### Given request
In each of the following rows, substitute "rear windshield" for "rear window glass" and reproduce all other text without change.

+++ Supplied data

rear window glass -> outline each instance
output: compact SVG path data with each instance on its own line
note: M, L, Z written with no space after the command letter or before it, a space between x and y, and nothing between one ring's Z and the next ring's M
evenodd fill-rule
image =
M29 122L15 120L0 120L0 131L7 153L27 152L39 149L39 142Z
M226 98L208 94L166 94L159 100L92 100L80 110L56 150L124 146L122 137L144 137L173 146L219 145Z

++++++

### Finished answer
rear windshield -> outline each instance
output: compact SVG path data with each instance on its own line
note: M, L, Z written with no space after the command letter or before it, a space between x and y, and nothing between one ring's Z and the next ring's M
evenodd fill-rule
image =
M29 122L15 120L0 120L0 131L7 153L27 152L39 149L39 142Z
M226 98L208 94L166 94L159 100L92 100L80 110L56 150L124 146L122 137L144 137L173 146L219 145Z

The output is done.